» **Required work**
1. Copy, word for word, the part of the kitty party post between "So after thinking" and "be proud of.", inclusive.
2. Write out again, in full, the lines of the entries between the line holding "I need to find every granite" and the end of the entries, inclusive, adding 49 to every coordinate in the answers. Leave the pictures out.

» **Passage**
It is common for Indian ladies to have a kitty party once a month where they can catch up with each other and get to spend a good time eating and chatting. My friends and I keep switching host, so that everyone gets a chance to cook and host the gathering. Last month, it was my time to host a kitty party and I also had a couple of friends coming from the Northern part of India who I hadn’t met for ages. I therefore decided to cook South Indian dishes, but there are so many popular South Indian dishes that they may have already tried and I wanted them to try something unique. I went through my pantry and looked at all the ingredients I had.
My pantry is stocked with basic Indian spices like turmeric, chili and cilantro powder, mustard seeds, fenugreek seeds, cumin seeds, whole spices like cloves, cardamon, cinnamon and dry red chillies, herbs (some dried and some fresh), ghee – clarified butter, oils from sesame, sunflower and olive, tamarind fruit, three varieties of rice, lentils like yellow split peas, frozen coconut, frozen and fresh and cans of few beans. With these staples, I can make more than 25 dishes and these were the pantry essentials I had during my student life too. Everyday cooking requires meager use of the spice mix, which makes them be used over a long period of time. Indian cooking is simple, affordable and healthy. Even with minimum spices, wholesome meals can be cooked. Like Italian cuisine, nothing goes waste in Indian cooking, any leftovers will be turned into a new dish.
So after thinking about it for some time, I came up with the “One Pot South Indian Dinner Meals Party Idea”. For those of you who don’t know, “one pot” basically means a dish that can be cooked in the pressure cooker in a short time. Like any other Indian women, I love pressure cookers, I have four in total, all in different sizes (small, medium, large and extra large). I steam the vegetables and cook my dhaal (lentils), meat, rice, payasams (dessert), you name it and that would have been cooked in my cooker. You can find no house without one. It makes cooking fast and saves tons of gas. We have been part of reducing carbon footprint for over 50 years now. That’s something to be proud of.

» **Supplied data**
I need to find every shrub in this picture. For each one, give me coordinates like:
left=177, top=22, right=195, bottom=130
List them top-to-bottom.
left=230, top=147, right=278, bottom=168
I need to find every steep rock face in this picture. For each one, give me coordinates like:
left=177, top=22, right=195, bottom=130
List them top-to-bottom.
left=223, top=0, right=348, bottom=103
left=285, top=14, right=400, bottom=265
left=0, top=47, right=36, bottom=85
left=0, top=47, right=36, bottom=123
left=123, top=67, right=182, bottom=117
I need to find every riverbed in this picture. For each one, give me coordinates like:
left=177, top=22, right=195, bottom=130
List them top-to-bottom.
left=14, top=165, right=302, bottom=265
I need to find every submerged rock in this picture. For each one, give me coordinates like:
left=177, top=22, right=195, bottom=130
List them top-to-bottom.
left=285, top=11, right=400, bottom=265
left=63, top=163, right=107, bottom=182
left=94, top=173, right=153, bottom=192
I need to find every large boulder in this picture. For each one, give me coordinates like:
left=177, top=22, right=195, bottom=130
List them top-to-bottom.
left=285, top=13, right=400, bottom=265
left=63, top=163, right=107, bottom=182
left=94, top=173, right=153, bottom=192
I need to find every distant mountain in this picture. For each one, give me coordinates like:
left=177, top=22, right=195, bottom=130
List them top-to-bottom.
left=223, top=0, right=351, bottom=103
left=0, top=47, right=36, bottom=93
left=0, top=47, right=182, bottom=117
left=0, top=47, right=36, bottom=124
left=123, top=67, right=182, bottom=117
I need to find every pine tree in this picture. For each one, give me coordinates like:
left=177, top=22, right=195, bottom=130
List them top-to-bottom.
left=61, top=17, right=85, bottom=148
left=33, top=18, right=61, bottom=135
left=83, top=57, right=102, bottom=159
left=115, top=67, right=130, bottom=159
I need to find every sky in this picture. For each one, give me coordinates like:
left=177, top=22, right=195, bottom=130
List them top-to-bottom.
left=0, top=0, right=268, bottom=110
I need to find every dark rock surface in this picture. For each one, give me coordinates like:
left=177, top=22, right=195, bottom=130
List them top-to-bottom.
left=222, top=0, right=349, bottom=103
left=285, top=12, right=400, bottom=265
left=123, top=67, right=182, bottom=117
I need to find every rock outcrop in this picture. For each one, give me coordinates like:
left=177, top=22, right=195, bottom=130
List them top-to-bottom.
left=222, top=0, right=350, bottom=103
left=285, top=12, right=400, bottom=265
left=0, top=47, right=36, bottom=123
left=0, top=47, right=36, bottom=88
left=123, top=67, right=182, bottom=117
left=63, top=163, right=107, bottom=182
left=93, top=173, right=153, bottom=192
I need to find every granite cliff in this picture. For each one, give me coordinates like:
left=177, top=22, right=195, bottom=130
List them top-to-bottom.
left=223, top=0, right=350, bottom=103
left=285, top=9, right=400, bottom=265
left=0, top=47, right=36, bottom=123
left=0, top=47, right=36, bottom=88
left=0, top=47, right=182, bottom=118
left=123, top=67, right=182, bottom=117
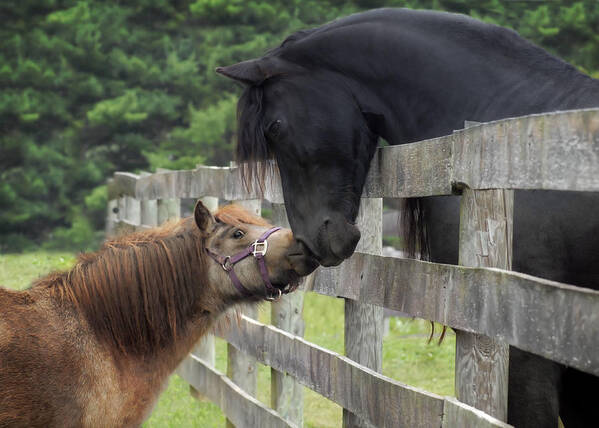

» **The results**
1.
So after thinking about it for some time, I came up with the “One Pot South Indian Dinner Meals Party Idea”. For those of you who don’t know, “one pot” basically means a dish that can be cooked in the pressure cooker in a short time. Like any other Indian women, I love pressure cookers, I have four in total, all in different sizes (small, medium, large and extra large). I steam the vegetables and cook my dhaal (lentils), meat, rice, payasams (dessert), you name it and that would have been cooked in my cooker. You can find no house without one. It makes cooking fast and saves tons of gas. We have been part of reducing carbon footprint for over 50 years now. That’s something to be proud of.

2.
I need to find every granite cliff in this picture. For each one, give me coordinates like:
left=177, top=22, right=195, bottom=130
List them top-to-bottom.
left=272, top=49, right=399, bottom=152
left=334, top=58, right=449, bottom=314
left=49, top=96, right=85, bottom=172
left=49, top=96, right=85, bottom=137
left=49, top=96, right=231, bottom=167
left=172, top=116, right=231, bottom=166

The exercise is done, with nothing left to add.